In message <20031223021039.5b99a04b.pj@sgi.com> you write:
> I like your patch.  Since your more substantial patch negates my
> trivial patch to remove the old for_each_online_cpu(), I'll forget
> about my patch.

OK, thanks for reviewing!

> Speaking of trivial patches, didn't you (Rusty) used to be the Trivial
> Patch Monkey, and what has become of that esteemed role in 2.6 land?

Yes, but while things were frozen I only checked that mailbox once a
week or less, since things slowed to a crawl.  Also, there are only so
many genuinely trivial patches which aren't stupid 8)

> I do have a more substantial patch that is yet widely published to
> provide an alternative underlying implementation of the cpumask macros
> with something that can be used for both cpu and node masks, that takes
> one file to express instead of 5 or 6, and that has one base type
> (struct of array of unsigned longs) rather than a choice of three or so
> implementations.

• WRITTEN REQUEST
Answer these about the kernel patch message:
1. What old item does the trivial patch remove?
2. While things were frozen, how often was the trivial-patch mailbox checked?
3. What base type does the more substantial cpumask patch use?
The items that come after this message are not needed.

• DATA LISTING

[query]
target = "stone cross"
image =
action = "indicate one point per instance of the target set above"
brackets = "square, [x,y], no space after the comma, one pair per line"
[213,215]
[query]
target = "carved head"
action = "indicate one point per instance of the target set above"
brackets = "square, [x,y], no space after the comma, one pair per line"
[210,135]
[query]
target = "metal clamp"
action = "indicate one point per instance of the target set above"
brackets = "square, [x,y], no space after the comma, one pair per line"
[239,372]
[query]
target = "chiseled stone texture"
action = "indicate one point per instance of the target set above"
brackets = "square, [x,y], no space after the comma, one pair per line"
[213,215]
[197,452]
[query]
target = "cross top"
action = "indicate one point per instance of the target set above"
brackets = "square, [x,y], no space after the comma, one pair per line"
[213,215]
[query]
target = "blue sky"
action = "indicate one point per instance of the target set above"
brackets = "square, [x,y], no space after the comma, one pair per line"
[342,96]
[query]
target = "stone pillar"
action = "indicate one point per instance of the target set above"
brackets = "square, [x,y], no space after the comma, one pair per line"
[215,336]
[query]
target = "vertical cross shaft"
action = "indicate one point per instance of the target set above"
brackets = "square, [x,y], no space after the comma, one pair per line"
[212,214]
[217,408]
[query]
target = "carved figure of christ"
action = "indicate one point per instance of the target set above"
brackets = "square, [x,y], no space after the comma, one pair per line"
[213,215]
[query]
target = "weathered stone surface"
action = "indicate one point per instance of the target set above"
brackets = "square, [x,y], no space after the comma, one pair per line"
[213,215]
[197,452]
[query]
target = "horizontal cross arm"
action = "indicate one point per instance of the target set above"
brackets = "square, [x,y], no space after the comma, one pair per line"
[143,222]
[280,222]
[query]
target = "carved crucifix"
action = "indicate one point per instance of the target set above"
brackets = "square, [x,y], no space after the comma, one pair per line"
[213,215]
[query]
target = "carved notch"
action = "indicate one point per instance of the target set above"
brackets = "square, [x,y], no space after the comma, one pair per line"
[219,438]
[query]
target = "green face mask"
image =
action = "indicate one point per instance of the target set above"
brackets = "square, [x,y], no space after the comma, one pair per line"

• SOLUTION FOR THIS PROBLEM
1. The old for_each_online_cpu().
2. Once a week or less.
3. A struct of array of unsigned longs.